### CHALLENGES
**1)** On the Library of Mu page, what post-punk group did Bruce used to be in?
**2)** Name every field listed in the catalog record at the top of the Library of Mu page.
**3)** Pick up the Library of Mu page about Bill and Zed's reading right after its final sentence and keep writing.

Bill and Zed's bogus journey- Library of Mu

Library of Mu record:
Title: Bill and Zed's bogus journey
Date: 27 October, 1996 ?
Journal: The Scotsman (Weekend)
Author: Craig McLean
Type of resource: Interviews
Status: original
No. views: 2371
Description: A good review of the Club Disobey reading, with pictures and a few quotes from Bill'n'Zed

Bill and Zed's bogus journey

By Craig McLean (27 October, 1996, ? The Scotsman (Weekend))

MY SPHINCTER is being tickled by Bruce. It is not pleasant. Bruce used to be in a post-punk group called Wire. Maybe he still is But tonight, in a long, low dim room above a north London club, the Garage, Bruce is a disc jockey. That is, Bruce is standing behind a set of record decks, neatly dressed in shirt, tie, glasses and bald head. On one of the decks is a seven-inch platter of vinyl, vividly splattered by Jackson Pollock's colour-blind kitten. On the other deck is a packet of fags and a lighter.

Bruce plays the seven-inch for a while, then picks up the needle and drops it on the start of the "tune", approximately one inch from the outer rim of the record.

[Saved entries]
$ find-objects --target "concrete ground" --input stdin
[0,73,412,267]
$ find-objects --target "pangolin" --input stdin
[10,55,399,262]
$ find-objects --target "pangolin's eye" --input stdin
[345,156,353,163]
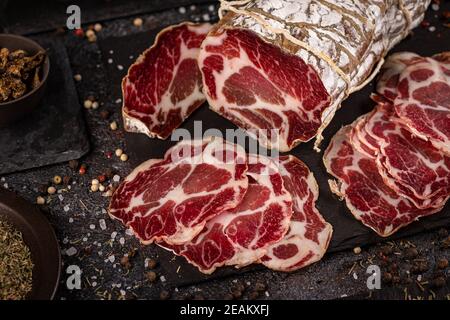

### WRITTEN ANSWERS
**1)** Wire.

**2)** Title, Date, Journal, Author, Type of resource, Status, No. views, Description

**3)**
Now the sound is no longer the ultra-bass lowing of electronic cattle but the squeals of piston-driven piggies. My nether regions, parked on the floor, are no longer being assailed, but something inside my head rattles loose. Over at the front end of the room, near the stage, sat round a table three people move their fingers to their ears. Hear no evil, hear no evil, and hear no more of this bloody evil racket.

This is how Bill Drummond and Mark Manning started their spoken-word literary tour.

BILL DRUMMOND AND MARK Manning decided to take a picture of Elvis Presley to the North Pole. Within a few days of deciding to go, they were off, flying to Helsinki because, says Mark, we liked the way Helsinki sounds".

They took no provisions, and even fewer plans. "Ranulph Fiennes is not an adventurer, he's an explorer, which involves a lot of planning. An adventurer has no forward planning," Mark reasons. "We didn't need all those supplies and things. We just need an Escort."

He means a Ford, not a native guide. Along the way Bill, Mark and their technical assistant Gimpo (Falklands vet, rock band roadie) encountered a host of Finns and Laplanders crazed on home-brewed moonshine, some Chippendales and the "burnt charisma" of Keith Richards. They looked for rock's Lost Chord and decided that they were the Three Wise Men and that Jesus too had a part to play in this story. Ultimately they discovered that it was physically impossible to get to the North Pole from continental Europe but found salvation when Gimpo won a game of Radio Bingo and as a result they met the keeper of the most northerly lighthouse in the world - their own North Pole. Their odyssey was not in vain after all.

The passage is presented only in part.